## [DO THIS]
Reproduce the Pungo 120 kayak review word for word.

# Gear Review: Wilderness Systems Pungo 120 Kayak



## thetrailboss (Jun 12, 2010)

I bought my Pungo 120 Gen 2 model last May on a whim so that my fiance could have my Pamlico 100. From the moment I first saw the Pungo 120, I fell in love with it and I paddle in it multiple times a week on two local lakes in the warmer months.

Me christening the Pungo in May 2009:  







In comparison to the Pamlico 100, or the Perception Prodigy 10, this boat is better because it is faster, tracks straighter, and is stable. In comparison to the Pamlico, this boat has more shape to it (as opposed to a flat bottom) which is good for tracking, but you lose some primary stability. Not much, but some. I've taken my boat onto many lakes and some slow moving waters as well as sheltered harbors and sections of Penobscot Bay and NEVER have I felt that the boat was going to flip.

The Pungo, like other Wilderness Systems Boats, sits low on the water and you either love or hate it. Personally, on a nice calm night, it is amazing because you feel as if you are a part of the water. But, last summer on near Islesboro a lobster boat got a bit too close to me and his wake overwhelmed the boat, so beware. Overall though being close the water is a good thing in my opinion and gives you more stability and control.

## [MATERIAL]
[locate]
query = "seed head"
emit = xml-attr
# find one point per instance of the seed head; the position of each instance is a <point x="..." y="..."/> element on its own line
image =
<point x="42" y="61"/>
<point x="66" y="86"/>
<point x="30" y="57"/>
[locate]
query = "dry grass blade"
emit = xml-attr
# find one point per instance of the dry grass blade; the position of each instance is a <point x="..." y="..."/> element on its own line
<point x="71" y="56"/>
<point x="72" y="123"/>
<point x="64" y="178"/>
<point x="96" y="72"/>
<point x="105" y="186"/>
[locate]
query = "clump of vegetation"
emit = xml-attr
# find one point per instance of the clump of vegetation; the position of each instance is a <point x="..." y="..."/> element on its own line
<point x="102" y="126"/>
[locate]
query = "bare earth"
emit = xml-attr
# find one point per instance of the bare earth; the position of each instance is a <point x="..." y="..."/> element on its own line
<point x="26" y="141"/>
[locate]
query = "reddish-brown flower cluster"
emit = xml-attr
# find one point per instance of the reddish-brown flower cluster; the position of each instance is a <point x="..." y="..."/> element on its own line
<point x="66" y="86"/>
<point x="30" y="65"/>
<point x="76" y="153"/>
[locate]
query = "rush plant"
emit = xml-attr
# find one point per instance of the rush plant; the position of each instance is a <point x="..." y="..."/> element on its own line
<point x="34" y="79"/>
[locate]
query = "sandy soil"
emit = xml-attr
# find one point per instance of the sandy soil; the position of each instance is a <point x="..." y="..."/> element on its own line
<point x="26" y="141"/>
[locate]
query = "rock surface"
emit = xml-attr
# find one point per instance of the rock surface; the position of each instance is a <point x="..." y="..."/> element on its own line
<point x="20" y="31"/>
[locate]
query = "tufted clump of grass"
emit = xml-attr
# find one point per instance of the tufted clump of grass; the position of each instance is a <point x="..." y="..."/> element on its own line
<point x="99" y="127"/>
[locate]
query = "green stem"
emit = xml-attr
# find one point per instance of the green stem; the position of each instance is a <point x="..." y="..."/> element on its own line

## [OUTPUT FOR THIS TASK]
# Gear Review: Wilderness Systems Pungo 120 Kayak



## thetrailboss (Jun 12, 2010)

I bought my Pungo 120 Gen 2 model last May on a whim so that my fiance could have my Pamlico 100. From the moment I first saw the Pungo 120, I fell in love with it and I paddle in it multiple times a week on two local lakes in the warmer months.

Me christening the Pungo in May 2009:  







In comparison to the Pamlico 100, or the Perception Prodigy 10, this boat is better because it is faster, tracks straighter, and is stable. In comparison to the Pamlico, this boat has more shape to it (as opposed to a flat bottom) which is good for tracking, but you lose some primary stability. Not much, but some. I've taken my boat onto many lakes and some slow moving waters as well as sheltered harbors and sections of Penobscot Bay and NEVER have I felt that the boat was going to flip.

The Pungo, like other Wilderness Systems Boats, sits low on the water and you either love or hate it. Personally, on a nice calm night, it is amazing because you feel as if you are a part of the water. But, last summer on near Islesboro a lobster boat got a bit too close to me and his wake overwhelmed the boat, so beware. Overall though being close the water is a good thing in my opinion and gives you more stability and control.